TANTANGAN 1: Tolong ringkas paragraf dalam kutipan halaman yang diawali "Selain itu, Bareskrim juga telah menerima" menjadi satu kalimat yang lebih pendek tanpa menghilangkan fakta utamanya.
TANTANGAN 2: Sambung kutipan tentang kasus pagar laut di Tangerang, dimulai setelah kalimat terakhirnya.

Penyelidikan terkait dengan keberadaan pagar laut tersebut kian dalam, penegak hukum dari berbagai unsur mulai terjun untuk mengetahui asal muasal pagar laut tak bertuan tersebut.
Salah satu pendalaman kasus pagar laut telah dilakukan oleh Badan Reserse Kriminal (Bareskrim) Polri yang telah meningkatkan status perkara dugaan pemalsuan dokumen pagar laut di Tangerang ke penyidikan.
Dirtipidum Bareskrim Polri, Brigjen Djuhandhani Rahardjo Puro mengatakan peningkatan status penyidikan itu dilakukan setelah pihaknya melakukan gelar perkara sebelumnya.
"Dari hasil gelar, kami sepakat bahwa kami telah menemukan dugaan tindak pidana pemalsuan surat dan/atau pemalsuan akta otentik yang selanjutnya kami dari penyidik siap melaksanakan penyidikan lebih lanjut," ujarnya di Bareskrim, Selasa (4/2/2025).
Dia menambahkan, sejumlah saksi telah diperiksa dari Kementerian ATR/BPN, Kementerian Kelautan dan Perikanan hingga Bappeda Kabupaten Tangerang.
Baca Juga
Selain itu, Bareskrim juga telah menerima 263 berkas warkah penerbitan sertifikat dari Kantah Kabupaten Tangerang. Dari ratusan berkas itu, terdapat 10 sampel yang telah diuji penyidik Bareskrim.
"Sementara yang kita uji adalah sampel 10. Nanti itu akan terus berkembang menjadi 263 seperti yang sudah diserahkan kepada kita," imbuhnya.
Sebagai tindak lanjut, kata Djuhandhani, Bareskrim bakal melakukan pemeriksaan saksi hingga pengumpulan alat bukti untuk membuat terang kasus tersebut.
"Kami akan melaksanakan penyidikan secara transparan dan kami yakin bahwa kami akan menumpaskan perkara ini secara tuntas dan gamblang," pungkasnya.
Selain itu, Bareskrim mengaku telah memanggil Kepala Desa Kohod, Arsin dalam kasus dugaan pemalsuan dokumen area pagar laut di Tangerang.
Dirtipidum Bareskrim Polri, Brigjen Djuhandhani Rahardjo Puro mengatakan bahwa Arsin tidak hadir dalam panggilan tersebut.
"Jadi, kepala desa, kami sudah memanggil, tapi belum hadir," ujarnya di Mabes Polri, Selasa (4/2/2025).
Dia menambahkan, panggilan itu merupakan undangan dalam proses penyelidikan. Oleh karenanya, panggilan tersebut masih belum bersifat mengikat.
"Jadi bisa terserah tidak hadir. Tetapi pada prinsipnya, kami sudah menemukan suatu tindak pidana," imbuhnya.

Data Tercatat:
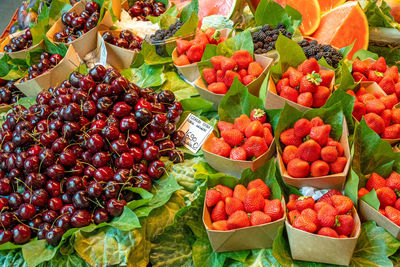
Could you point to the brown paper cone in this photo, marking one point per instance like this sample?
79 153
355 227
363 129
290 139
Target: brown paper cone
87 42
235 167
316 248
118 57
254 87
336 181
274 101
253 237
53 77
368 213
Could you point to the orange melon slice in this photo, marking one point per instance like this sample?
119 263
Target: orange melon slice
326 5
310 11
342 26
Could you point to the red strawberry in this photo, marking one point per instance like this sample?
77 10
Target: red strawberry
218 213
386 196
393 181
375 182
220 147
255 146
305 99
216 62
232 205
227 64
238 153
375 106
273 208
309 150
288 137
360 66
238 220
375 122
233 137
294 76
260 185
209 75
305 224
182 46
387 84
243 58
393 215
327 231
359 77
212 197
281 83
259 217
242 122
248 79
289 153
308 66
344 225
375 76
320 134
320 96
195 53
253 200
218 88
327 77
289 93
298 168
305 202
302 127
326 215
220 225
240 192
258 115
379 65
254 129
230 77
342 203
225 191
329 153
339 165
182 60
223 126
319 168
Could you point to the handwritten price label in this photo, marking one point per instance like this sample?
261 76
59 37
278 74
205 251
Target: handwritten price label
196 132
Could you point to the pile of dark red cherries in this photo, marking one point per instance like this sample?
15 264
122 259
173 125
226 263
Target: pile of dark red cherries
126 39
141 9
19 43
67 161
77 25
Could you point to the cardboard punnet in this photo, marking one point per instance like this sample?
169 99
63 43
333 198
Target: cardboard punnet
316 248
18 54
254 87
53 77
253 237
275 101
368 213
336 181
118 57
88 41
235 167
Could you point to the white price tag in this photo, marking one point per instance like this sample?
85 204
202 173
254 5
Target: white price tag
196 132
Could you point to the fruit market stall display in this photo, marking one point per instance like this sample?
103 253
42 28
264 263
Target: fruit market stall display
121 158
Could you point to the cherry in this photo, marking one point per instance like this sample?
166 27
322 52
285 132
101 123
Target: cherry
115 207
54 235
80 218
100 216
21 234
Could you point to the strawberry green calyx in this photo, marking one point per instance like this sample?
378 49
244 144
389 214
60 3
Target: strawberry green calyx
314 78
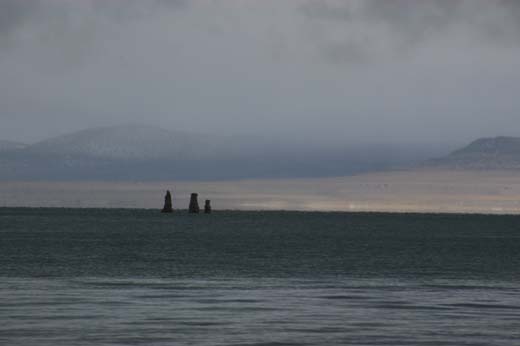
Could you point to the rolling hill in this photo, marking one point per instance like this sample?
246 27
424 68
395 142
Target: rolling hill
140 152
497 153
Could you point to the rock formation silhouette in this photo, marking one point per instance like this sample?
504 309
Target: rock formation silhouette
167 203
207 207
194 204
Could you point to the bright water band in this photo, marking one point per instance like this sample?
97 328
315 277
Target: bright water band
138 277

...

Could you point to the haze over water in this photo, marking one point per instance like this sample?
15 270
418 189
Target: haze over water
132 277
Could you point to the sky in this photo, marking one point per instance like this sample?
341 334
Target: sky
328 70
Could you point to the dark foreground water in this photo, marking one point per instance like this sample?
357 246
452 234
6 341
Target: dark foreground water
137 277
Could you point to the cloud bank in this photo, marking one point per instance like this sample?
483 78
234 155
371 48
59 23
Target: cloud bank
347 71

HASIL TUGAS 1: Bareskrim telah menerima 263 berkas warkah penerbitan sertifikat dari Kantah Kabupaten Tangerang, dan 10 sampel di antaranya sudah diuji penyidik.

HASIL TUGAS 2:
Lebih lanjut, Djuhandhani mengemukakan apabila dugaan tindak pidana ditemukan dalam kasus tersebut, maka seluruh pihak wajib mematuhi panggilan penyidik.
"Di mana kalau sudah menemukan tindak pidana, kami melaksanakan penyidikan nantinya, kami sudah siap, dengan upaya paksa pun kami sudah siap," pungkasnya.
Di lain pihak, Ombudsman Republik Indonesia menyebut kemunculan pagar laut terindikasi sebagai bentuk penguasaan 1.500 hektare lahan.
Kepala Perwakilan Ombudsman Provinsi Banten, Fadli Afriadi menuturkan bahwa pihaknya mencatat adanya temuan pengajuan kepemilikan alas hak tepat di lokasi pagar laut berdiri.
Fadli memberi sinyal, pengajuan kepemilikan alas hak di sekitar wilayah pagar laut itu dilakukan oleh pihak korporasi yang sama yang telah memiliki Sertifikat Hak Guna Bangunan (SHGB) di laut.
“Nah pihak yang sama atau lembaga yang sama itu [sebelum SHGB-nya dicabut sempat] mengajukan kembali seluas 1.415 hektare atau hampir 1.500 hektare yang itu berdasarkan peta itu ujung terluarnya yang mereka ajukan itu sama persis dengan pagar laut,” jelasnya dalam Konferensi Pers di Jakarta, Senin (4/2/2025).
Pagar Laut Memiliki Surat
Informasi terkait dengan adanya surat resmi pertama kali diungkapkan oleh Menteri ATR/BPN Nusron Wahid. Nusron menjelaskan bahwa penerbitan SHGB dan SHM itu didasarkan pada dokumen tahun 1982, sehingga saat ini masih dilakukan pengecekan kembali mengenai batas pantai.
“Setelah kami cek dokumennya di dalam proses pengajuan sertifikat tersebut terdapat dokumen-dokumen yang itu terbit tahun 1982. Karena itu kami perlu cek mana batas pantai tahun 1982, mana batas pantai tahun 1983, 1984, 1985, sampai batas pantai tahun 2024 dan sampai sekarang,” kata Nusron dalam Konferensi Pers di Jakarta, Senin (20/1/2025).
Untuk itu, Nusron menyebut telah menugaskan jajarannya untuk melakukan pendalaman mengenai hal itu guna memastikan apakah lokasi SHGB yang dimaksud saat ini benar merupakan bidang tanah atau berada di bawah garis pantai.
Apabila dokumen SHGB dan SHM nantinya terbukti tak sesuai dengan kondisi saat ini, maka Kementerian ATR/BPN bakal melakukan pengkajian ulang pada sertifikasi lahan di wilayah tersebut.
“Kalau memang [hasil evaluasi menunjukkan bahwa itu] wilayah laut kemudian di SHGB-kan, disertifikatkan, maka kami tentu akan evaluasi dan tentu akan kami tinjau ulang,” tegasnya.
Pasalnya, tambah Nusron, berdasarkan Peraturan Pemerintah Nomor 18 Tahun 2021 tentang Hak Guna Bangunan (HGB) dan Sertifikat Hak Milik (SHM), pihaknya bisa meninjau ulang apabila terdapat sertifikat yang cacat material, prosedural secara langsung apabila sertifikat belum berusia 5 tahun.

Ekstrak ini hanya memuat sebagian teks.